WHAT THE EXERCISE ASKS - In the entries that follow, find the line containing "Indicate the small flag" and the line containing "Indicate the player's hand", then copy exactly everything from the first through the second except the pictures.
◆ ◆ ◆ ◆ ◆ ◆ ◆
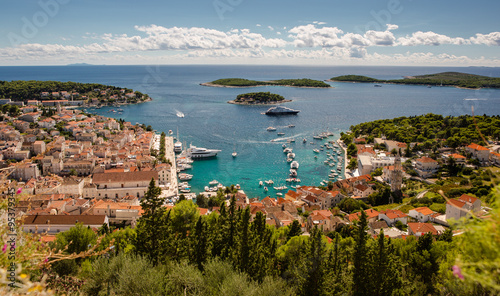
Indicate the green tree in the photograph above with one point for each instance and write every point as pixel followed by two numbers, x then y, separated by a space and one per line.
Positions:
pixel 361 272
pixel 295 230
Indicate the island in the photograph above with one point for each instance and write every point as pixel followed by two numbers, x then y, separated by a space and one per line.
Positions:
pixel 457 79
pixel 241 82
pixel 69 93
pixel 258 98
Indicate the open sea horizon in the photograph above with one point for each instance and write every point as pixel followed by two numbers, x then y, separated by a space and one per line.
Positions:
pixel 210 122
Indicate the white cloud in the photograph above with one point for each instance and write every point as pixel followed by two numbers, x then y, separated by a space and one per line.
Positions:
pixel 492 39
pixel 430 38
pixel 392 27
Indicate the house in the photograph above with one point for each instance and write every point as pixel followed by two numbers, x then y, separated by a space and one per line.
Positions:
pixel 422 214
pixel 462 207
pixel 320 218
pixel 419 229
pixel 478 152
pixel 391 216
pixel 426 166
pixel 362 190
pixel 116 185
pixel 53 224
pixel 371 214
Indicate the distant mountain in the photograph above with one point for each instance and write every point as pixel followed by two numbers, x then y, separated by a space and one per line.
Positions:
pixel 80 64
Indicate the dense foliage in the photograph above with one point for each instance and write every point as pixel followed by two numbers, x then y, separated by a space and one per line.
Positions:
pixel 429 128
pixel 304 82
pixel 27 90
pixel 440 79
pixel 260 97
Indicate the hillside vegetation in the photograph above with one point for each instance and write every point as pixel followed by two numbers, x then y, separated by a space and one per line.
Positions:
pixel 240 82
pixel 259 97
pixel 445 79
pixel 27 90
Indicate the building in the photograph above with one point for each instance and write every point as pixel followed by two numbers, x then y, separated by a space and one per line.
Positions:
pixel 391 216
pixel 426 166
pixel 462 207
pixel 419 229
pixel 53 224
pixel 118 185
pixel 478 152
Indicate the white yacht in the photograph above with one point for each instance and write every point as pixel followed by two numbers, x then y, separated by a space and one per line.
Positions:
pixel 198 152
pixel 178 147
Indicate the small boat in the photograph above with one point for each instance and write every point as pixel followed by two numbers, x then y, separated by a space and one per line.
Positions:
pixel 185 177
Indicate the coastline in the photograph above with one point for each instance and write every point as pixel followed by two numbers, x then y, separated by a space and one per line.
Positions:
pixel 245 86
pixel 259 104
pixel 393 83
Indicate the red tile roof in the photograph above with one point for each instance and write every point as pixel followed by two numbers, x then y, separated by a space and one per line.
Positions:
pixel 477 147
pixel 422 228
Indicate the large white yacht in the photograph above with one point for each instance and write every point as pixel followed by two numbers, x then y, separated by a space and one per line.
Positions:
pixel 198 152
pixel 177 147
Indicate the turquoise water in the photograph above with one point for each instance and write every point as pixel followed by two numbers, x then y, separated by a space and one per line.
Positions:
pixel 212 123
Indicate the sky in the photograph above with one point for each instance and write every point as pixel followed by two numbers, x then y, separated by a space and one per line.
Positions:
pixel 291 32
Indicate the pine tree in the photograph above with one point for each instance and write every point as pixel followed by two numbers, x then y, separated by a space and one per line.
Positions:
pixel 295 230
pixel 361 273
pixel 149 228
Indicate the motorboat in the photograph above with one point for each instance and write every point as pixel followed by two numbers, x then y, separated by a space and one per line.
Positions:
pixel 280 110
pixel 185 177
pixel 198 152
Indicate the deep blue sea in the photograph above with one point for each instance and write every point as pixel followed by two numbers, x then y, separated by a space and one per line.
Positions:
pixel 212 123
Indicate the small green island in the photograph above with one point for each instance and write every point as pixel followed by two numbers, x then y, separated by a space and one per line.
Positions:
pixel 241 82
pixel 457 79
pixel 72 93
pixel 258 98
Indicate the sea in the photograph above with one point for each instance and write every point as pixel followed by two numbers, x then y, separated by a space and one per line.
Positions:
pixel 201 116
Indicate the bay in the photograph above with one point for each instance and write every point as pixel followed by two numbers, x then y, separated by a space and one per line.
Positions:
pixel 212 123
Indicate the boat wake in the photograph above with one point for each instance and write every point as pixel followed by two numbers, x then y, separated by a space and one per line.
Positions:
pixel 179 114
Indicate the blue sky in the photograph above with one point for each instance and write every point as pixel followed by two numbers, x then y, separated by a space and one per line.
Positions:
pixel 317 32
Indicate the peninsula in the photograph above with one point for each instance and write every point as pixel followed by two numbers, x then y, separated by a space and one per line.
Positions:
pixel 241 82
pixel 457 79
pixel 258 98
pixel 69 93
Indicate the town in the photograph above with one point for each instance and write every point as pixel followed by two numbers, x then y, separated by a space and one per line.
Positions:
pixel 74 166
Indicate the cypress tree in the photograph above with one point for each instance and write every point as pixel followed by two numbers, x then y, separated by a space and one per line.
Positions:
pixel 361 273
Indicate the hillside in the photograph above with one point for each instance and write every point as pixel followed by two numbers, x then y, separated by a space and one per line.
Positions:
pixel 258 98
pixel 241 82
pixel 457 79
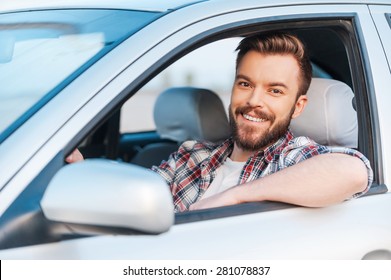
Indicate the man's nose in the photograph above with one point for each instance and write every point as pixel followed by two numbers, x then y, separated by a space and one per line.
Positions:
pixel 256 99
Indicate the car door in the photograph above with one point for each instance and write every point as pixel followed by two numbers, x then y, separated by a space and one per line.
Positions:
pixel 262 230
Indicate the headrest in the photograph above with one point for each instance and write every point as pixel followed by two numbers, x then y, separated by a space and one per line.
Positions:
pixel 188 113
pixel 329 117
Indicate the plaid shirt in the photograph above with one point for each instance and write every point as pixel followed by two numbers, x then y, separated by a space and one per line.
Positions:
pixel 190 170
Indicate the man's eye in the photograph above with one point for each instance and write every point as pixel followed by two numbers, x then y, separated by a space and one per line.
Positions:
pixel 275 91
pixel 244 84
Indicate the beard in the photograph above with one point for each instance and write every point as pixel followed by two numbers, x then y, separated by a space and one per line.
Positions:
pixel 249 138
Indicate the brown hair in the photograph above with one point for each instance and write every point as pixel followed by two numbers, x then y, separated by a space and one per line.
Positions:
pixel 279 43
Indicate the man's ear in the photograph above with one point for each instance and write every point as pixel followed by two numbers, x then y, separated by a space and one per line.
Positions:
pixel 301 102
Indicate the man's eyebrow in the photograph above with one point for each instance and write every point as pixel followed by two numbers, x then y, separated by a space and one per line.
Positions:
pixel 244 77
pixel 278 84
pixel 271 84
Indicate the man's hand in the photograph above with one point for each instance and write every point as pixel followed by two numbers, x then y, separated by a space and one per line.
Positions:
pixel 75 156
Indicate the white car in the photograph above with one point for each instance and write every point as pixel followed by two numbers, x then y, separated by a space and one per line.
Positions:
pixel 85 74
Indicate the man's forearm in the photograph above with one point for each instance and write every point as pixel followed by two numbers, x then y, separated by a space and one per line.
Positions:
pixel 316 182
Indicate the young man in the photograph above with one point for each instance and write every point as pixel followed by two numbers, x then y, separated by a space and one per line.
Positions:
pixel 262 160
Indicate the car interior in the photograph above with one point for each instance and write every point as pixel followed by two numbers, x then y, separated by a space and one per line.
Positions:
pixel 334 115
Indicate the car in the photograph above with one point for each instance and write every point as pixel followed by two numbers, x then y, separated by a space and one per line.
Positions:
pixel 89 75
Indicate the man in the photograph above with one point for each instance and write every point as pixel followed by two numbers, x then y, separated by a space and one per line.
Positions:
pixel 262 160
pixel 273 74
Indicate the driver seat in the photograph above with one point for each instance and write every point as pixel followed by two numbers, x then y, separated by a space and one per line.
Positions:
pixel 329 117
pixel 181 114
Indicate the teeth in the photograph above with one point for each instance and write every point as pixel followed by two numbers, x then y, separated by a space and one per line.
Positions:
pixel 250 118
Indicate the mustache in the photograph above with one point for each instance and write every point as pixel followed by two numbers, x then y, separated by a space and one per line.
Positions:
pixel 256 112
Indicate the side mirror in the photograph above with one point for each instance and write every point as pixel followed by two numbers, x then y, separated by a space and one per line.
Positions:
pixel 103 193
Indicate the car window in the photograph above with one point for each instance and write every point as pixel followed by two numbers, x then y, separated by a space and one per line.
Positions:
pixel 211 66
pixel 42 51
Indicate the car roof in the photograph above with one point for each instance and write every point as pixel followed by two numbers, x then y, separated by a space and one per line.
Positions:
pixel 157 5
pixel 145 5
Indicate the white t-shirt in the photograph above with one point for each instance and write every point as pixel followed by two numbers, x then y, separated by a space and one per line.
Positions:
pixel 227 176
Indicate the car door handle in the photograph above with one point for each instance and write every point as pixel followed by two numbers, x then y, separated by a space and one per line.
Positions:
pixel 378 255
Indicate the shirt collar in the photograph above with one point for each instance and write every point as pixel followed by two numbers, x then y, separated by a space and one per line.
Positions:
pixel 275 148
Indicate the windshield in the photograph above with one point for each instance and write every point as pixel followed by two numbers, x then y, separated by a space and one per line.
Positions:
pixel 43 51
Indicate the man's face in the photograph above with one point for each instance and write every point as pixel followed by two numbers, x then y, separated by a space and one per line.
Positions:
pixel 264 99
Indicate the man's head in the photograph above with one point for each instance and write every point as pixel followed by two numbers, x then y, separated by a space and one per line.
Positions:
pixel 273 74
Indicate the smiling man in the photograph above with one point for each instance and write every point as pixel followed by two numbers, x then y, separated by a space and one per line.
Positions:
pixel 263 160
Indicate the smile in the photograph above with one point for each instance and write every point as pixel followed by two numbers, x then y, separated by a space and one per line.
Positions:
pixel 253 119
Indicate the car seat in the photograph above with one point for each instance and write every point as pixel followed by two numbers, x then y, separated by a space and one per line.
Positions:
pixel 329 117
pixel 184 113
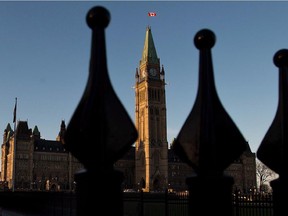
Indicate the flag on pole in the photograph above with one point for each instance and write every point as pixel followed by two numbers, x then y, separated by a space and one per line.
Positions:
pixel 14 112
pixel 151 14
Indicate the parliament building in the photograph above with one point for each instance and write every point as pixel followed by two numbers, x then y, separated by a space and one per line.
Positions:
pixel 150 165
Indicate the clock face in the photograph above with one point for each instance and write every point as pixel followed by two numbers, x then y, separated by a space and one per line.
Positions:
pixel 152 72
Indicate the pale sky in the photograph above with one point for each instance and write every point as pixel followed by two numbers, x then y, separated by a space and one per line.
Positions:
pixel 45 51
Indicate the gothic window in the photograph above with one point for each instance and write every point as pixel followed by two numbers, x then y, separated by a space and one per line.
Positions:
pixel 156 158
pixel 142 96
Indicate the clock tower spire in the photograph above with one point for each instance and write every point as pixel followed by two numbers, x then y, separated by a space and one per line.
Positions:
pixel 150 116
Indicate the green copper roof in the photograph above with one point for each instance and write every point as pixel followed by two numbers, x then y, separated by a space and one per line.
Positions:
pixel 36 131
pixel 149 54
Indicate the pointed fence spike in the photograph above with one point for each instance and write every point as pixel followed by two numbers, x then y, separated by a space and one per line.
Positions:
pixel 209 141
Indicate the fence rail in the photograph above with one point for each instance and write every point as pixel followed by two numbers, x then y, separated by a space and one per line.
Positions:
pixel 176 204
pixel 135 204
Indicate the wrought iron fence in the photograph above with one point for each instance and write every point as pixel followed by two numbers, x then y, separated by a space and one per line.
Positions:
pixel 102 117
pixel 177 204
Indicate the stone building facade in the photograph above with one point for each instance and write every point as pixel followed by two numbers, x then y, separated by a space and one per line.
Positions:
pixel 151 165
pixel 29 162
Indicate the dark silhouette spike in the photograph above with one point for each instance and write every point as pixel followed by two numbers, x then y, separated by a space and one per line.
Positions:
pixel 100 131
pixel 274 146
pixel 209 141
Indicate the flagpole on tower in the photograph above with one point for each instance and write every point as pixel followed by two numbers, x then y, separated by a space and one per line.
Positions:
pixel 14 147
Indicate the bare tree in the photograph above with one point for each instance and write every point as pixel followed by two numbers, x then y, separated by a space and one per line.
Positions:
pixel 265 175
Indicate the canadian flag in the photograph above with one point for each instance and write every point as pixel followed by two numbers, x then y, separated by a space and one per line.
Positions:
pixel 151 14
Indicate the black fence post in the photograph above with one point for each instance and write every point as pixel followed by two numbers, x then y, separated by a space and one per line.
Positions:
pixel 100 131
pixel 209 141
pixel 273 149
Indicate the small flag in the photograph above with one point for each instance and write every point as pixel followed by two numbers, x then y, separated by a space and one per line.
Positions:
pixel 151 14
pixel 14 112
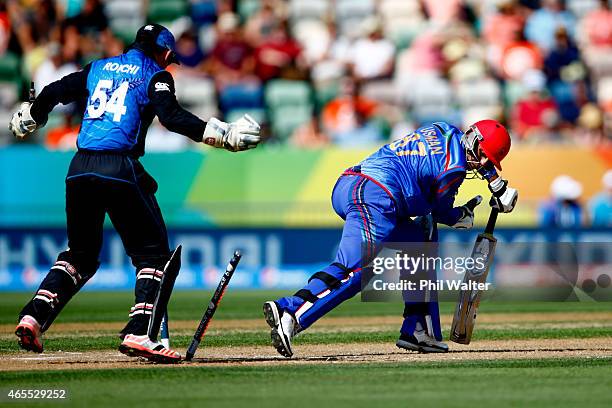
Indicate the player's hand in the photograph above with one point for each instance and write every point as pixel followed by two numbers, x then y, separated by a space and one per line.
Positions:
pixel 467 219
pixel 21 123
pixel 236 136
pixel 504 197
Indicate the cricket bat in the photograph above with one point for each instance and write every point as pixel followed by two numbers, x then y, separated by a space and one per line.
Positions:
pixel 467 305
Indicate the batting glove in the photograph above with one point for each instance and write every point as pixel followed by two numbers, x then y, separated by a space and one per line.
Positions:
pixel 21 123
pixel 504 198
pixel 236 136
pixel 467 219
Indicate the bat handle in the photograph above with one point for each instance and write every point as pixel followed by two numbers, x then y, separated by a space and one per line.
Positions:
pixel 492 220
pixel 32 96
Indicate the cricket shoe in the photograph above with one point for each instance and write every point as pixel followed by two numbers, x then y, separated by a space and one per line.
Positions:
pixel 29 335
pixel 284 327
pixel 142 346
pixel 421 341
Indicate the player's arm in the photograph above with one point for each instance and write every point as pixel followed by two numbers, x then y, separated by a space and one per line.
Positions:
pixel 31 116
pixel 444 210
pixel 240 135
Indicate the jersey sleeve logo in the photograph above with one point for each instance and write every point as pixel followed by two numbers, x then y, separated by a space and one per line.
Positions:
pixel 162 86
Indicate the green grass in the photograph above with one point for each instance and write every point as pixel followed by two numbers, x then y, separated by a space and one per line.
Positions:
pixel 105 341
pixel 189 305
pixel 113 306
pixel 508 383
◆ ◆ ◆ ◆ ◆ ◆ ◆
OUTPUT OF THE TASK -
Indicate the small flag in the photograph above with one point for each instance and write every point as pixel followed by two numbers, x then y, separated by a space and one per line.
Positions:
pixel 151 14
pixel 14 112
Indicate the player's hand in the photograph above with one point for each instance and write every point as pixel followed by two numbers, x then y, separated by a space and one per line.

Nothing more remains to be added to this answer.